• [Your instructions]: Word for word, reproduce each entry.

____ Data shown

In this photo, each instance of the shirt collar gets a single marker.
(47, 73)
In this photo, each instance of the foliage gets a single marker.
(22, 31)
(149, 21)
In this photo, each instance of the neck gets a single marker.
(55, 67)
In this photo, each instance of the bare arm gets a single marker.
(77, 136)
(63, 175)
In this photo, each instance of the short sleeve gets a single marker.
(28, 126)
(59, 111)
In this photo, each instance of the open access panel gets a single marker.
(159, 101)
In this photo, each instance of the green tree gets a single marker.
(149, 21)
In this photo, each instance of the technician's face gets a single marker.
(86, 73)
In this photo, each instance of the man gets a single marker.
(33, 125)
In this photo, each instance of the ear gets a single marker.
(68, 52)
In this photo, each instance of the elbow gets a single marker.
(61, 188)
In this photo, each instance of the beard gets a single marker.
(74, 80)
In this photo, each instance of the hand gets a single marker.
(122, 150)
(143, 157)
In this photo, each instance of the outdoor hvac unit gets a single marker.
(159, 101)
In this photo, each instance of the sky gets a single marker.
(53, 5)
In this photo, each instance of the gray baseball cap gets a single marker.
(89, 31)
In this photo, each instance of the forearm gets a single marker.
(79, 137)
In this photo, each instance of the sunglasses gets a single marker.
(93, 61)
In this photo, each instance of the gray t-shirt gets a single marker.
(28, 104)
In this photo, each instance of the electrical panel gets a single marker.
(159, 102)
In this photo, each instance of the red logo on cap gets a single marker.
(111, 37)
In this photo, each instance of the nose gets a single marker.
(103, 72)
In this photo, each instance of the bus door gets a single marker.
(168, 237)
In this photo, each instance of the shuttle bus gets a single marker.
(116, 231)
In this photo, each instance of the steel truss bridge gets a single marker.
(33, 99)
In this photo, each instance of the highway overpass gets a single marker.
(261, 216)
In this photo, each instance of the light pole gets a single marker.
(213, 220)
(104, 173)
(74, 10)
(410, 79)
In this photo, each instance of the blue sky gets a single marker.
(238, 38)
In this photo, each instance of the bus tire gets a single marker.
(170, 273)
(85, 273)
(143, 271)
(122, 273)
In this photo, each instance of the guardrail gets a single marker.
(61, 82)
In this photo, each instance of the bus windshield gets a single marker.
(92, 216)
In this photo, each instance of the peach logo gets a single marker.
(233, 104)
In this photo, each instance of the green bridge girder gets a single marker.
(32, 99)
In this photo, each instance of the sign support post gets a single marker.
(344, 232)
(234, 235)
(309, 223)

________

• [Answer box]:
In this photo, each instance of the shirt collar gets a single marker.
(47, 73)
In this photo, each instance of the foliage gets a single marker.
(22, 31)
(149, 21)
In this photo, each instance of the neck gets a single marker.
(55, 67)
In this photo, each instance of the bare arm gets a single marker.
(77, 136)
(63, 175)
In this photo, each instance of the short sleeve gets a single marker.
(28, 126)
(59, 111)
In this photo, each instance of the open access panel gets a single marker.
(159, 101)
In this photo, each instance of the green tree gets a single marker.
(149, 21)
In this photo, each instance of the technician's face gets a single marker.
(86, 73)
In this photo, each instance of the man gets a single marker.
(33, 125)
In this photo, each instance of the ear gets a single marker.
(68, 52)
In this photo, each instance of the elbow gets a single marker.
(61, 188)
In this photo, each instance of the beard gets a single marker.
(74, 80)
In this photo, each instance of the hand gets a single marker.
(122, 150)
(143, 157)
In this photo, each instance of the outdoor hvac unit gets a single marker.
(159, 101)
In this photo, each instance of the sky gets a single marker.
(53, 5)
In this photo, each instance of the gray baseball cap gets a single marker.
(89, 31)
In this photo, each instance of the forearm gets a single marker.
(79, 137)
In this photo, each instance of the sunglasses gets a single marker.
(93, 61)
In this photo, each instance of the gray t-shirt gets a single marker.
(28, 104)
In this photo, each instance of the electrical panel gets a single marker.
(159, 102)
In this photo, each instance of the red logo on cap gets a single marker.
(111, 37)
In this photo, each instance of the nose gets a single marker.
(103, 72)
In this photo, each instance of the bus door gets a single marker.
(168, 237)
In this photo, each instance of the shuttle bus gets a single marker.
(116, 231)
In this photo, each instance of the steel truss bridge gets a single marker.
(33, 99)
In this photo, each instance of the highway overpass gets a single marker.
(261, 216)
In this photo, each instance of the light pole gets a single marker.
(213, 220)
(104, 173)
(74, 10)
(410, 79)
In this photo, each instance of the blue sky gets a single marker.
(238, 38)
In this photo, each instance of the bus tire gets a single marker.
(170, 273)
(85, 273)
(143, 271)
(122, 273)
In this photo, each instance of the guardrail gets a single marker.
(61, 82)
In this photo, each instance of the bus windshield gets a single marker.
(92, 216)
In this photo, each instance of the peach logo gets a single marker.
(233, 104)
In this photo, each instance of the green bridge girder gets a single marker.
(32, 99)
In this photo, each instance of the sign support post gets a single marker.
(344, 232)
(234, 235)
(309, 223)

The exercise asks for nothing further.